Pick out and copy every line of the records that contains the word "traffic".

───── AVAILABLE DATA

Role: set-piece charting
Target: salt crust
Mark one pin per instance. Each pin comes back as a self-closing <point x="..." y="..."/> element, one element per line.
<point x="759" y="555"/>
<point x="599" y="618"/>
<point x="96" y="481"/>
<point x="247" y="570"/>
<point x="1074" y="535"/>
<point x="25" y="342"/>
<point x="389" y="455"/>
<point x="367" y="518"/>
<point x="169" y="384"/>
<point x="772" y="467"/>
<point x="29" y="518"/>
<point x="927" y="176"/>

──────────
───── AVAILABLE DATA

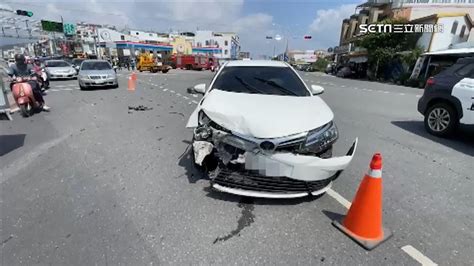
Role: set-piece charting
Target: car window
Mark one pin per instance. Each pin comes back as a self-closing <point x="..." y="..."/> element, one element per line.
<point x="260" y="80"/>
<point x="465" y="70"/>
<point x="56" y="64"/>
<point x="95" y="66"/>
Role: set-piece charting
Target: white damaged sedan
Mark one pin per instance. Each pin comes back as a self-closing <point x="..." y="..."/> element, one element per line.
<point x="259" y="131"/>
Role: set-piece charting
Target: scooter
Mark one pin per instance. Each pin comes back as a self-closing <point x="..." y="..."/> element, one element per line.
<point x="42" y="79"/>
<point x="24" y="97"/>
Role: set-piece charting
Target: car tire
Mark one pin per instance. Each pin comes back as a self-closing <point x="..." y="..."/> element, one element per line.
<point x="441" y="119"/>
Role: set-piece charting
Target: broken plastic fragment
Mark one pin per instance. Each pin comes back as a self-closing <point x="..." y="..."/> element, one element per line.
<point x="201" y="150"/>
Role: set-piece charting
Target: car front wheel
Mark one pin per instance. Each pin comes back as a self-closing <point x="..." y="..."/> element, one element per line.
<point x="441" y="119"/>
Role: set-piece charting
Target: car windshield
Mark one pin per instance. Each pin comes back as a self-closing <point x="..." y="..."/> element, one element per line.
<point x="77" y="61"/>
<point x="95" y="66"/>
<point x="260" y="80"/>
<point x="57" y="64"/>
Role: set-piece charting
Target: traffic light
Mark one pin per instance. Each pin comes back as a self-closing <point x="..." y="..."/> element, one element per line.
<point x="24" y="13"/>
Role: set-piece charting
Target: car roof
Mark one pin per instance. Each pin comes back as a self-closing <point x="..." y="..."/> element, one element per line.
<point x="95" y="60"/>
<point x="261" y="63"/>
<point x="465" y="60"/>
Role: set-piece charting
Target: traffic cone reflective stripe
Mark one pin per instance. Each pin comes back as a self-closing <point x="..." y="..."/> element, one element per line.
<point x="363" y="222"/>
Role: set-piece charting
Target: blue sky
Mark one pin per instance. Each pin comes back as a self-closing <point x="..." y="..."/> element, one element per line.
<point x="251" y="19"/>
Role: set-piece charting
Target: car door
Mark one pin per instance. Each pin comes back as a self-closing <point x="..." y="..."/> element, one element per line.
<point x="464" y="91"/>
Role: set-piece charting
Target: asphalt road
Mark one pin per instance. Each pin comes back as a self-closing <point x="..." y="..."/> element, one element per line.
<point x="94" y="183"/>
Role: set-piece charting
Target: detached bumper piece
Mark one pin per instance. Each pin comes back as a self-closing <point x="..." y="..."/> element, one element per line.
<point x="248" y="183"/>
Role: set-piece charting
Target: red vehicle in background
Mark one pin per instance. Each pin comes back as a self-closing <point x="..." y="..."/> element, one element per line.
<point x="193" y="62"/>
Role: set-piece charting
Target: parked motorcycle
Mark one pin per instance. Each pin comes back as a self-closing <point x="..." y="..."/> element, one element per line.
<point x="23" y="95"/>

──────────
───── AVAILABLE DATA

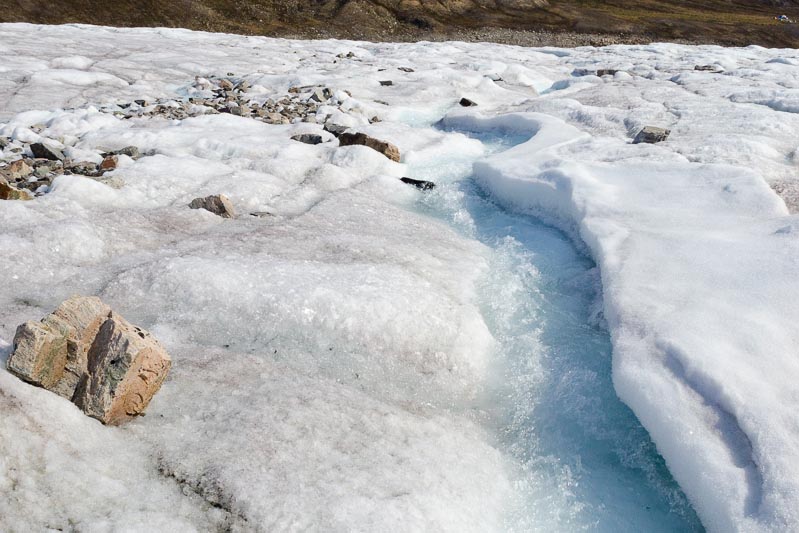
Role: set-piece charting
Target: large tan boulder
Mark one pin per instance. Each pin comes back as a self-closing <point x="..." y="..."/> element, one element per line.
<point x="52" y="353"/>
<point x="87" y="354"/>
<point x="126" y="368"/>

──────────

* SOLUTION TO THIS TASK:
Target: traffic light
Target: traffic cone reflective stripe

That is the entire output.